**RICHIESTA A:** Dal brano su David Graeber, elenca i titoli dei saggi tradotti in Italia nel 2012.

**BRANO DA LEGGERE:**
━━━━━━━━━━━━━━━━━━━━━━━━━━━━━━
Le zone morte dell'immaginario
A distanza di pochi mesi dall'intervista
fatta a David Graeber per le pagine di questa rubrica, torno
a parlare del suo lavoro di riflessione politica e antropologica.
La traduzione, in un solo anno (2012), di ben quattro saggi
di antropologia scritti dallo stesso autore, è un evento
raro e forse unico nel panorama editoriale italiano. (Critica
della democrazia occidentale, Il Debito, La rivoluzione che
viene, Rivoluzione, istruzioni per l'uso). David Graeber
si sta in effetti imponendo sulla scena internazionale come
uno degli antropologi di riferimento, (González Díez
2013)un riferimento pericoloso per gli studi accademici classici
e per i ben pensanti dei dipartimenti. I suoi scritti infatti
sono sempre estremamente lucidi e critici nei confronti della
società del dominio.
Da
poche settimane è uscito in Italia un nuovo saggio particolarmente
interessante per la sua originalità tematica, dal titolo
Oltre il potere e la burocrazia (elèuthera, 2013).
Nella prima parte del saggio Graeber affronta da un punto di
vista antropologico le zone morte dell'immaginario create dalla
burocrazia per poi proseguire con un saggio interpretativo che
esplora le forme dell'azione diretta, che si sono affermate
negli ultimi quindici anni in Nord America, e le mobilitazioni
di massa organizzate dal cosiddetto movimento anti-globalizzazione,
insieme alla guerra delle immagini che le hanno accompagnate.
━━━━━━━━━━━━━━━━━━━━━━━━━━━━━━
**MATERIALE:**
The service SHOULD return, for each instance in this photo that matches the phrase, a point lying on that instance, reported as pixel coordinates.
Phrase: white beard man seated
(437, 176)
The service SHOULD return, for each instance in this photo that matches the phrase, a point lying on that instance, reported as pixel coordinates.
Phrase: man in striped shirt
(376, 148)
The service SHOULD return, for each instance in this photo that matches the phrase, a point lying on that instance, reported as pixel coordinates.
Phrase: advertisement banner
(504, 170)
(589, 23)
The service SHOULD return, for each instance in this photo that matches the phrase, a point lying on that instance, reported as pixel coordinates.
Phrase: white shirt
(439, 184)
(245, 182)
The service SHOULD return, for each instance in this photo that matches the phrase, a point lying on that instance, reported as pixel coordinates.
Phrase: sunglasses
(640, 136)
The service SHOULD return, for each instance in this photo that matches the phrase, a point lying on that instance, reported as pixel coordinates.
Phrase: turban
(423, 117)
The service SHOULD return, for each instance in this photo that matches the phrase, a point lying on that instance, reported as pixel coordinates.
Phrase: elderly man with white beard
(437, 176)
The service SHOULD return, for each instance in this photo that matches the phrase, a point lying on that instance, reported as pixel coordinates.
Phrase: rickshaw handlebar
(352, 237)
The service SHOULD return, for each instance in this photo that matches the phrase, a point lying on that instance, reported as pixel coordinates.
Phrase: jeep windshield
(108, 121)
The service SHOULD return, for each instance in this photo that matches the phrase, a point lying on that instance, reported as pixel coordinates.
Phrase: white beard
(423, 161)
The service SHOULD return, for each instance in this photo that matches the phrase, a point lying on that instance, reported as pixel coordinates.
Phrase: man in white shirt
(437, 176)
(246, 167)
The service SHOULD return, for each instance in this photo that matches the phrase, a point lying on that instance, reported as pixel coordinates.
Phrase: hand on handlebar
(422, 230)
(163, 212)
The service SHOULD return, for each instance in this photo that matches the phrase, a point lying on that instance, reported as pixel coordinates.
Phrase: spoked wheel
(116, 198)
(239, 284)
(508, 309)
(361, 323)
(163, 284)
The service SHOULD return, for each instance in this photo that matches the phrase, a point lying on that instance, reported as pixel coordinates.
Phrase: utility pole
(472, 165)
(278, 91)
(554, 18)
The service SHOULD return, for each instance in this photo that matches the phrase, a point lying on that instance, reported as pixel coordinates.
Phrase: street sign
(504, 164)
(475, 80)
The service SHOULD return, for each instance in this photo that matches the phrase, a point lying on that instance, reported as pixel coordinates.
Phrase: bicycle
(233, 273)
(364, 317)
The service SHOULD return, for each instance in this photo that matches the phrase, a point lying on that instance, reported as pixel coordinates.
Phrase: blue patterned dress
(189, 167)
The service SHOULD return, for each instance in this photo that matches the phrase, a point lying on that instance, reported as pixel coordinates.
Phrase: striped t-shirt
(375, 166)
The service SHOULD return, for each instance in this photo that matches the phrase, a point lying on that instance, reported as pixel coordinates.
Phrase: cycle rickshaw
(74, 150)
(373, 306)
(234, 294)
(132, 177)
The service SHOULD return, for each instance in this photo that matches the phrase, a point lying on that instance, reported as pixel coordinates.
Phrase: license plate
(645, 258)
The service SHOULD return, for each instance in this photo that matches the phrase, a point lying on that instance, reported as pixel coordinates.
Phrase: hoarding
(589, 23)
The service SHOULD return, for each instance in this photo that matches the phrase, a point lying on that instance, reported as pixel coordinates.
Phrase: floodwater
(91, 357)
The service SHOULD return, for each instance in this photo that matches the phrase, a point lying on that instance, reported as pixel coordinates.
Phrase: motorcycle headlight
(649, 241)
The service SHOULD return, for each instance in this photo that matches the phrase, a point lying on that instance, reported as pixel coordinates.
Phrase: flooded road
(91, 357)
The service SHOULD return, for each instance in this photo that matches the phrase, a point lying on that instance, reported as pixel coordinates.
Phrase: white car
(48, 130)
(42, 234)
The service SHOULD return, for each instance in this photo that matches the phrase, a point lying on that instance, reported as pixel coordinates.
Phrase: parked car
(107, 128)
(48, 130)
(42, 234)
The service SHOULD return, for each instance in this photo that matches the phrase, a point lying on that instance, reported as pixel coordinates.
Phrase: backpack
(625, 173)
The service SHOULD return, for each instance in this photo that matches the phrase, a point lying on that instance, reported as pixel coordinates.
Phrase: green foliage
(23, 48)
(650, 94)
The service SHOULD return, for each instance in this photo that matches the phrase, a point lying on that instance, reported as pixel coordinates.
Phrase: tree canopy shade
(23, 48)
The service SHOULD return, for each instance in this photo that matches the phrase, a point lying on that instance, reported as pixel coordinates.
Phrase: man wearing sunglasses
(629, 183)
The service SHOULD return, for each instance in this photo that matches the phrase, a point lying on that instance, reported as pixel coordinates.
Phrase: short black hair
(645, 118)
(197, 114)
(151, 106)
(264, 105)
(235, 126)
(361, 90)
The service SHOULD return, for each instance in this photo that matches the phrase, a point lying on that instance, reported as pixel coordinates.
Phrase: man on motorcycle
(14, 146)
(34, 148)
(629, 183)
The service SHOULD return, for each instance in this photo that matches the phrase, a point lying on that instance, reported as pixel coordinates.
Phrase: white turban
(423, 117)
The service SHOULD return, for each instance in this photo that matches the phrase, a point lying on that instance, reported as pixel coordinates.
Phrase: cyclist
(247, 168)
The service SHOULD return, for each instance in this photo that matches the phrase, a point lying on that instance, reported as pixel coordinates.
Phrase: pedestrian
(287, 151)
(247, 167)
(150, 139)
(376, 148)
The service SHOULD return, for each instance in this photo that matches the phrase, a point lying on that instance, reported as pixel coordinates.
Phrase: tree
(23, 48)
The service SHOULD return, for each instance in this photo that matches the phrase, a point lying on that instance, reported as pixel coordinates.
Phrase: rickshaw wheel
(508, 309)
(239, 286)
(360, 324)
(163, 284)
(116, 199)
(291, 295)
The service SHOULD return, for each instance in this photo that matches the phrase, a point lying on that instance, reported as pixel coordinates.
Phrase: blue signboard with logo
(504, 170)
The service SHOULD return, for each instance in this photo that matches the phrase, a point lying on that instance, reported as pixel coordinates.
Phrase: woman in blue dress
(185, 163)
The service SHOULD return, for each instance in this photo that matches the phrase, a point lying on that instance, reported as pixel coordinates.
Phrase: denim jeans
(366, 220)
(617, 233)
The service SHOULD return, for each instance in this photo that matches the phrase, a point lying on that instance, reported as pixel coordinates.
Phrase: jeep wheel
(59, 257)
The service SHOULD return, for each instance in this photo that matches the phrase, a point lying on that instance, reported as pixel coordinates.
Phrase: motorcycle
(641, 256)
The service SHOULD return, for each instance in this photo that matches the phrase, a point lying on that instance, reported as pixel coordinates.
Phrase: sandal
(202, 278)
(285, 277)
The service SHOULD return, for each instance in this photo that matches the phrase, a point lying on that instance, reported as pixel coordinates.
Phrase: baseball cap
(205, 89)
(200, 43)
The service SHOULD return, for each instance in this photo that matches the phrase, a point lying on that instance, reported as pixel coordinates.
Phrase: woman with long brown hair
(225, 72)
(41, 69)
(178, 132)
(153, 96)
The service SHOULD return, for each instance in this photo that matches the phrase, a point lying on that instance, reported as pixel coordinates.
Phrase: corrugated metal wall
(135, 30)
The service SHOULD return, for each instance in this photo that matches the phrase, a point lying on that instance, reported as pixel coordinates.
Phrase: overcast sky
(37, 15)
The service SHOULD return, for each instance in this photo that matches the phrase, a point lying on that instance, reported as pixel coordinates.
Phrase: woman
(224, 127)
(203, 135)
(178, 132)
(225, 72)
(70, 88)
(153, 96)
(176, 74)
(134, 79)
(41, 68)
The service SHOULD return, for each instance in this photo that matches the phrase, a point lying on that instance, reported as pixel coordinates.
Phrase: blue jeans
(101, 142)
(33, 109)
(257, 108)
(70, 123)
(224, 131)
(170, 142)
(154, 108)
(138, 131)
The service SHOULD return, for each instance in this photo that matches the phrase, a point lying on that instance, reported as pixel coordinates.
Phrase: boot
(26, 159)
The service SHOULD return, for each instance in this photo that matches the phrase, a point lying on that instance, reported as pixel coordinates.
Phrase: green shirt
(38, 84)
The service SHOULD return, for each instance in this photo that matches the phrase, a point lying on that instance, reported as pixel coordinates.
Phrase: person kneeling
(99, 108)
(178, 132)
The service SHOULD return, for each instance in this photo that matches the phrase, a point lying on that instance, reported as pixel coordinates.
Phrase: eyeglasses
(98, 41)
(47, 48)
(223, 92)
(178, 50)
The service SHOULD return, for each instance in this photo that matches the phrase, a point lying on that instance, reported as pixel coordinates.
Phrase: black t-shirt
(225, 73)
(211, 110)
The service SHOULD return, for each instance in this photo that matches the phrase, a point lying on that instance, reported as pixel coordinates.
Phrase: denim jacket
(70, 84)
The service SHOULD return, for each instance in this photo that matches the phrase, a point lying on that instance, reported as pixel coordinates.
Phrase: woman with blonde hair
━━━━━━━━━━━━━━━━━━━━━━━━━━━━━━
**RICHIESTA B:** Conta le righe dell'elenco che contengono la parola "motorcycle", distinguendo tra maiuscole e minuscole. Scrivi soltanto il numero.

**RISPOSTA SCRITTA A:** Critica della democrazia occidentale; Il Debito; La rivoluzione che viene; Rivoluzione, istruzioni per l'uso

**RISPOSTA SCRITTA B:** 3